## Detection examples
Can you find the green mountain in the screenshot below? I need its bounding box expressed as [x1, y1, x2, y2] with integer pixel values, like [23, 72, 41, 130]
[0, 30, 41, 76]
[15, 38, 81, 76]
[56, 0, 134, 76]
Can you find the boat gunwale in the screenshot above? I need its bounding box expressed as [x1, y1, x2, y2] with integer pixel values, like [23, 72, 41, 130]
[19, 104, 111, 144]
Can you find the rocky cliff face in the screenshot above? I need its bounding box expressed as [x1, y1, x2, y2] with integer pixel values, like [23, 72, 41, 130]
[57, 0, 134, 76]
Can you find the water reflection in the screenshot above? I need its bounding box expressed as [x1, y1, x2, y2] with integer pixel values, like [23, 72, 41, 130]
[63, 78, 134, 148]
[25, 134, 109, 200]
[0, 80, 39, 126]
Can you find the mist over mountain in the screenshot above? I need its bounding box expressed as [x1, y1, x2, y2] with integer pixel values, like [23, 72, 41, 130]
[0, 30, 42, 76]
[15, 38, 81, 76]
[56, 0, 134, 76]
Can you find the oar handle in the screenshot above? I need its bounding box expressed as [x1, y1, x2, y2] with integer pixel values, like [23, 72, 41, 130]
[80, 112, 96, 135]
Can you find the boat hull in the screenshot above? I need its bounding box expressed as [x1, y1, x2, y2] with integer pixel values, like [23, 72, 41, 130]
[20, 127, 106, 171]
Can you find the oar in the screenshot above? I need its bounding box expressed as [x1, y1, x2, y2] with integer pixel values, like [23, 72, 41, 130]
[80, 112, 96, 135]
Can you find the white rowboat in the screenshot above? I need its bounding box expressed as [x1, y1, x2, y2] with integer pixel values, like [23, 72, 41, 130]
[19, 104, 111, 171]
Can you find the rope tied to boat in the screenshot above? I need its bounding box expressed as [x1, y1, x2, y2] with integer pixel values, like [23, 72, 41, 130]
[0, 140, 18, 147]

## Your objective
Lay out every line of the records above as a Markdown table with the columns "Row" and "Line", numbering the rows and omitting blank lines.

## Task result
| Row | Line |
|---|---|
| 1 | Can you find the green mountain in the screenshot below? I need its bounding box expressed as [x1, y1, x2, y2] with integer pixel values, like [23, 72, 41, 130] |
| 2 | [0, 30, 41, 76] |
| 3 | [15, 38, 81, 76] |
| 4 | [56, 0, 134, 76] |
| 5 | Can you find the boat gunwale in the screenshot above? I need its bounding box expressed as [x1, y1, x2, y2] with integer pixel values, like [23, 72, 41, 130] |
| 6 | [19, 104, 111, 144] |
| 7 | Can you find the rocky cliff face in the screenshot above? I need its bounding box expressed as [x1, y1, x2, y2] with integer pixel values, like [23, 72, 41, 130] |
| 8 | [57, 0, 134, 76] |
| 9 | Can you find the water reflection in the screenshot above? I need its bounding box expressed as [x1, y1, x2, y2] with integer pixel values, like [23, 72, 41, 130] |
| 10 | [63, 78, 134, 148] |
| 11 | [25, 134, 109, 200] |
| 12 | [0, 80, 39, 126] |
| 13 | Can you find the mist over mountain in the screenshot above? I need its bounding box expressed as [x1, y1, x2, y2] with integer pixel values, like [23, 72, 41, 130] |
| 14 | [0, 30, 42, 76] |
| 15 | [15, 38, 81, 76] |
| 16 | [56, 0, 134, 76] |
| 17 | Can you find the oar handle in the screenshot above? I need its bounding box expressed as [x1, y1, x2, y2] with integer pixel values, like [23, 72, 41, 130] |
| 18 | [80, 112, 96, 135] |
| 19 | Can you find the boat hull in the screenshot above? I need its bounding box expressed as [x1, y1, x2, y2] with integer pixel values, like [23, 72, 41, 130] |
| 20 | [20, 127, 106, 171] |
| 21 | Can you find the oar in the screenshot above? I need its bounding box expressed as [x1, y1, x2, y2] with integer pixel values, like [23, 72, 41, 130] |
| 22 | [80, 112, 96, 135] |
| 23 | Can you find the white rowboat in the screenshot above? I need its bounding box expressed as [x1, y1, x2, y2] with integer pixel values, like [23, 72, 41, 130] |
| 24 | [19, 104, 111, 171] |
| 25 | Can you find the rope tied to boat in the screenshot above? I need its bounding box expressed as [x1, y1, x2, y2] with integer pixel values, like [23, 72, 41, 130] |
| 26 | [0, 140, 18, 147] |